__Exercise description__.
Reproduce the material below, starting at the line containing "Evidence requested. The dark" and ending at the end of the material, with the requests and their sample boxes left unchanged. Multiply every bounding-box coordinate in the answers by 2.6 and round to whole numbers, with halves rounded up.

__Data for the task__.
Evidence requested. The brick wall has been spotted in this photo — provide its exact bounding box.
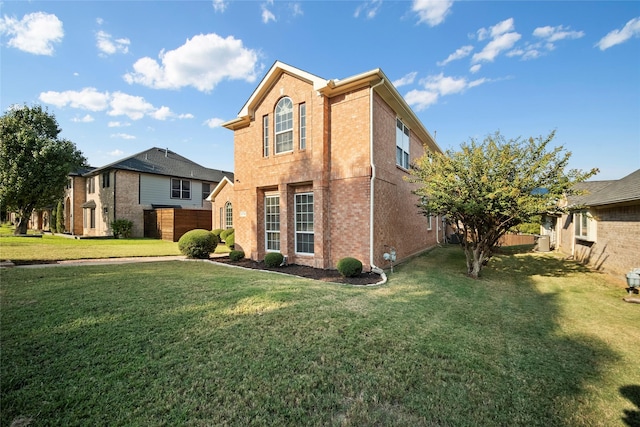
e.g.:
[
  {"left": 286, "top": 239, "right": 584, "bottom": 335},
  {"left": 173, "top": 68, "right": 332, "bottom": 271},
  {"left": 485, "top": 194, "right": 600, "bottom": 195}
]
[
  {"left": 576, "top": 204, "right": 640, "bottom": 275},
  {"left": 230, "top": 73, "right": 438, "bottom": 269}
]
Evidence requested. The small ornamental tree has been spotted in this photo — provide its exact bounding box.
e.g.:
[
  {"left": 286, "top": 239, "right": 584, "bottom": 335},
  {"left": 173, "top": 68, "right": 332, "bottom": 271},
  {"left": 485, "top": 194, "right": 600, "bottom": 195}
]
[
  {"left": 0, "top": 105, "right": 86, "bottom": 234},
  {"left": 408, "top": 132, "right": 598, "bottom": 278}
]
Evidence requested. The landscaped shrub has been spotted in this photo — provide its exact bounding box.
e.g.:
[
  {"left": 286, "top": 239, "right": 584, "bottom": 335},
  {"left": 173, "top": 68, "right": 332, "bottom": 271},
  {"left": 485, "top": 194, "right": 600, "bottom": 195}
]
[
  {"left": 178, "top": 228, "right": 218, "bottom": 259},
  {"left": 337, "top": 257, "right": 362, "bottom": 277},
  {"left": 229, "top": 251, "right": 244, "bottom": 261},
  {"left": 220, "top": 228, "right": 234, "bottom": 242},
  {"left": 224, "top": 233, "right": 236, "bottom": 249},
  {"left": 264, "top": 252, "right": 284, "bottom": 267},
  {"left": 111, "top": 218, "right": 133, "bottom": 239}
]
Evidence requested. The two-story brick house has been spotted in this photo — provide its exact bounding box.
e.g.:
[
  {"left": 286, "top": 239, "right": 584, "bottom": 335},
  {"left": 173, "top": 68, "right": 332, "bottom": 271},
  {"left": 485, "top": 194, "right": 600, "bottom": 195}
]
[
  {"left": 64, "top": 147, "right": 233, "bottom": 240},
  {"left": 211, "top": 62, "right": 441, "bottom": 268}
]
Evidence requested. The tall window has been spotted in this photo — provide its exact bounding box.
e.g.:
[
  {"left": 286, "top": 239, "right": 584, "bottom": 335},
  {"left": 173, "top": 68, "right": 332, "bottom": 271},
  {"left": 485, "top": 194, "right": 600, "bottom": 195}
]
[
  {"left": 171, "top": 178, "right": 191, "bottom": 199},
  {"left": 262, "top": 116, "right": 269, "bottom": 157},
  {"left": 224, "top": 202, "right": 233, "bottom": 228},
  {"left": 396, "top": 119, "right": 409, "bottom": 169},
  {"left": 295, "top": 193, "right": 314, "bottom": 254},
  {"left": 275, "top": 98, "right": 293, "bottom": 154},
  {"left": 264, "top": 196, "right": 280, "bottom": 251},
  {"left": 202, "top": 182, "right": 211, "bottom": 200},
  {"left": 102, "top": 172, "right": 111, "bottom": 188},
  {"left": 573, "top": 211, "right": 596, "bottom": 241},
  {"left": 299, "top": 103, "right": 307, "bottom": 150}
]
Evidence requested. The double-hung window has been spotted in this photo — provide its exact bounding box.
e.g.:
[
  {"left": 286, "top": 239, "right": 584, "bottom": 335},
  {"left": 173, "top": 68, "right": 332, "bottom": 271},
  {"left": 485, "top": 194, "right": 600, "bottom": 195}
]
[
  {"left": 224, "top": 202, "right": 233, "bottom": 228},
  {"left": 264, "top": 195, "right": 280, "bottom": 252},
  {"left": 171, "top": 178, "right": 191, "bottom": 200},
  {"left": 396, "top": 119, "right": 409, "bottom": 169},
  {"left": 298, "top": 103, "right": 307, "bottom": 150},
  {"left": 573, "top": 211, "right": 596, "bottom": 241},
  {"left": 295, "top": 193, "right": 314, "bottom": 254},
  {"left": 262, "top": 116, "right": 269, "bottom": 157},
  {"left": 275, "top": 97, "right": 293, "bottom": 154}
]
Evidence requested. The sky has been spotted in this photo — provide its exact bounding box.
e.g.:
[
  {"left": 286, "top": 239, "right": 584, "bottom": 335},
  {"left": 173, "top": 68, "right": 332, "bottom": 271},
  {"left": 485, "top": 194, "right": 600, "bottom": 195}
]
[{"left": 0, "top": 0, "right": 640, "bottom": 180}]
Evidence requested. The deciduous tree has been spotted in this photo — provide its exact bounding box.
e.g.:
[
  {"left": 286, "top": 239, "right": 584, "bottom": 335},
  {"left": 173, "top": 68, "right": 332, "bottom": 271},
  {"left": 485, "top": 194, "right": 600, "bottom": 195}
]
[
  {"left": 0, "top": 105, "right": 86, "bottom": 234},
  {"left": 409, "top": 132, "right": 598, "bottom": 278}
]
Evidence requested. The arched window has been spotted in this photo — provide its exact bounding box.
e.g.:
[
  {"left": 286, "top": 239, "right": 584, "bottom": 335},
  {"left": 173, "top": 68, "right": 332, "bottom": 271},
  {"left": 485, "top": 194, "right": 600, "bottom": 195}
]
[
  {"left": 275, "top": 97, "right": 293, "bottom": 154},
  {"left": 224, "top": 202, "right": 233, "bottom": 228}
]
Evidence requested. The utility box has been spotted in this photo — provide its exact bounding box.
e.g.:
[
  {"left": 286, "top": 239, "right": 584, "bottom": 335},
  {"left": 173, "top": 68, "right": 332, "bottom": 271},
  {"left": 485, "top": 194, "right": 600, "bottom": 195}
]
[{"left": 536, "top": 236, "right": 551, "bottom": 252}]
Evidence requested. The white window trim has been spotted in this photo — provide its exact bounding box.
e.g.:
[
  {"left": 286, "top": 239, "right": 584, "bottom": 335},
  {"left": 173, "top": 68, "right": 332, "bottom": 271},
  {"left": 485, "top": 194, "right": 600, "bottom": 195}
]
[
  {"left": 273, "top": 96, "right": 293, "bottom": 154},
  {"left": 264, "top": 194, "right": 281, "bottom": 252},
  {"left": 293, "top": 192, "right": 315, "bottom": 255},
  {"left": 395, "top": 117, "right": 411, "bottom": 170}
]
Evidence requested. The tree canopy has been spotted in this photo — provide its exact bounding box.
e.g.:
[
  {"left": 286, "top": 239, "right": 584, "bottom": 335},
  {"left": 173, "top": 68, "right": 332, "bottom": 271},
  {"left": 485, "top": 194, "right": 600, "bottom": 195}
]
[
  {"left": 409, "top": 132, "right": 598, "bottom": 278},
  {"left": 0, "top": 105, "right": 86, "bottom": 234}
]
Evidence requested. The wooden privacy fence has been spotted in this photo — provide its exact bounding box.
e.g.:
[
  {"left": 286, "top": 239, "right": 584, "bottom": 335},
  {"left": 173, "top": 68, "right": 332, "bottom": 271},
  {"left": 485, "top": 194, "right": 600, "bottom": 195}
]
[
  {"left": 144, "top": 208, "right": 211, "bottom": 242},
  {"left": 498, "top": 234, "right": 536, "bottom": 246}
]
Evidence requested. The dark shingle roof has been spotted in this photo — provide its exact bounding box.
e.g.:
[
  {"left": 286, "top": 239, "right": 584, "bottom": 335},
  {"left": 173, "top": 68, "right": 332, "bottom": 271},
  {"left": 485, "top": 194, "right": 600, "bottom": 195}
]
[
  {"left": 88, "top": 147, "right": 233, "bottom": 182},
  {"left": 583, "top": 169, "right": 640, "bottom": 206}
]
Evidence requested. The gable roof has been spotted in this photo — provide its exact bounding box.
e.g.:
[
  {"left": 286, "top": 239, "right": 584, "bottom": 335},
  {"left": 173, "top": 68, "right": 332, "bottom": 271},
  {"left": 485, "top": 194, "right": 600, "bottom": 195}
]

__Result below__.
Evidence requested. The dark shingle roof has been spotted in this photo — provide its exact bounding box.
e.g.:
[
  {"left": 286, "top": 239, "right": 584, "bottom": 335},
  {"left": 173, "top": 68, "right": 332, "bottom": 271},
  {"left": 485, "top": 194, "right": 600, "bottom": 195}
]
[
  {"left": 229, "top": 382, "right": 606, "bottom": 473},
  {"left": 1516, "top": 439, "right": 1664, "bottom": 536}
]
Evidence requested. The gable roof has been spotted in this photo — provide its exact bounding box.
e.g.:
[
  {"left": 286, "top": 239, "right": 584, "bottom": 335},
  {"left": 173, "top": 68, "right": 332, "bottom": 271},
  {"left": 485, "top": 194, "right": 600, "bottom": 195}
]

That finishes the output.